# Source information

*-*-*

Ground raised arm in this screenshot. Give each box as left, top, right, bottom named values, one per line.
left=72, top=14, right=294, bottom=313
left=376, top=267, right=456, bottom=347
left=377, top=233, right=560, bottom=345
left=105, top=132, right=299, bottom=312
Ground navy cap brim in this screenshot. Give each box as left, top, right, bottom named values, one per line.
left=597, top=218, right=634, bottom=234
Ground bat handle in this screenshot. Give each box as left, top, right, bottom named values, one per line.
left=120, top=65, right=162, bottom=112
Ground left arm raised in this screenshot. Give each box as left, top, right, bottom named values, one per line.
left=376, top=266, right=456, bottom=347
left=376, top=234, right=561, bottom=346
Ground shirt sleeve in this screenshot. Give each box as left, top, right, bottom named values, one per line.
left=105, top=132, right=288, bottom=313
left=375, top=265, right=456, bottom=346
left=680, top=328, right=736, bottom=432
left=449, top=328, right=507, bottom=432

*-*-*

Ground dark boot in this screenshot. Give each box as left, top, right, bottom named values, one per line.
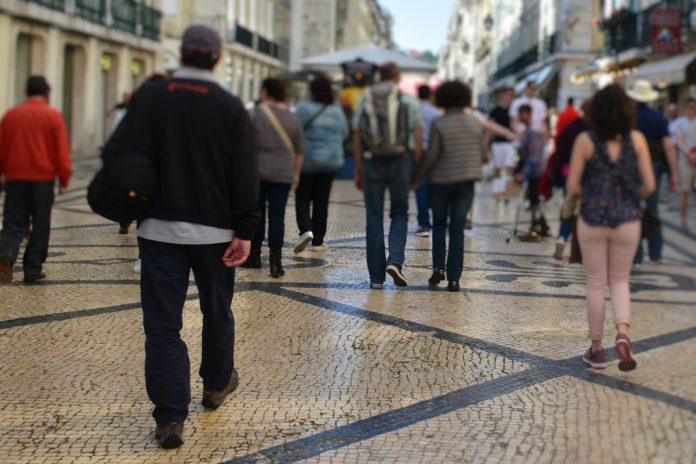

*-*-*

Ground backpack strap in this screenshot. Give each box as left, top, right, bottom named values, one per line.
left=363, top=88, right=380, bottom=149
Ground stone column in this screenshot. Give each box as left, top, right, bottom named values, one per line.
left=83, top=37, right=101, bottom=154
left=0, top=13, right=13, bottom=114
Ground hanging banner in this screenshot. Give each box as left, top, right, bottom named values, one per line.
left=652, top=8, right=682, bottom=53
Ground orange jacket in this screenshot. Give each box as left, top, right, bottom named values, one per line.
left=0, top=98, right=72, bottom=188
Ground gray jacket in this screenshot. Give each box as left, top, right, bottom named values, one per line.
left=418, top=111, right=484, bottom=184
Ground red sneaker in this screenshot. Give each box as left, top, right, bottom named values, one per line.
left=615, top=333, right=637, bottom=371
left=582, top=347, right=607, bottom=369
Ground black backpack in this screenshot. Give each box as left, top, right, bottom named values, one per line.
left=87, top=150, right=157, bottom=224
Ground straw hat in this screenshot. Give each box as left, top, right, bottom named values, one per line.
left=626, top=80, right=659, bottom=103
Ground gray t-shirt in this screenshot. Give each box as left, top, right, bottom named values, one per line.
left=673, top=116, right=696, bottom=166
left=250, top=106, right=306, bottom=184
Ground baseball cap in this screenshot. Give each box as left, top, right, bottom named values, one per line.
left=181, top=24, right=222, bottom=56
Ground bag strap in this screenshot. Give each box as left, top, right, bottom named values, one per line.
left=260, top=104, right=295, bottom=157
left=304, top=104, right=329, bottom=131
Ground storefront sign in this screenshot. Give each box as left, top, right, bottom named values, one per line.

*-*-*

# Description of the task
Of the entries above, repeat exactly the lines between the line with "Ground orange jacket" and the line with "Ground storefront sign", inclusive, and no others.

# Exercise output
Ground orange jacket in this screenshot. Give each box as left, top, right, bottom named values, one per line.
left=0, top=98, right=72, bottom=188
Ground gray jacket in this screenshot. Give each box as left, top, right, bottom named values, one per line.
left=418, top=111, right=484, bottom=184
Ground red sneaker in this screenshot. Give each box as left, top, right, bottom named values, one per line.
left=615, top=333, right=637, bottom=371
left=582, top=347, right=607, bottom=369
Ground black backpack in this screenshot. Give each box as left, top, right, bottom named values, one per line.
left=87, top=150, right=157, bottom=224
Ground straw hat in this screenshot. Give each box as left, top, right, bottom named values, one per line.
left=626, top=80, right=659, bottom=103
Ground gray t-shirt in this screenshot. Give each box as left, top, right, bottom named values, one per line.
left=673, top=116, right=696, bottom=166
left=250, top=106, right=306, bottom=184
Ground baseball cap in this screenshot. Give each box as left, top, right, bottom named values, one per line.
left=181, top=24, right=222, bottom=56
Ground bag strap in this screenshot. Give each box as left, top, right, bottom named values, one per line.
left=260, top=104, right=295, bottom=157
left=304, top=104, right=329, bottom=131
Ground storefront sign in this screenshot. Give each box as left, top, right, bottom named values, one per line.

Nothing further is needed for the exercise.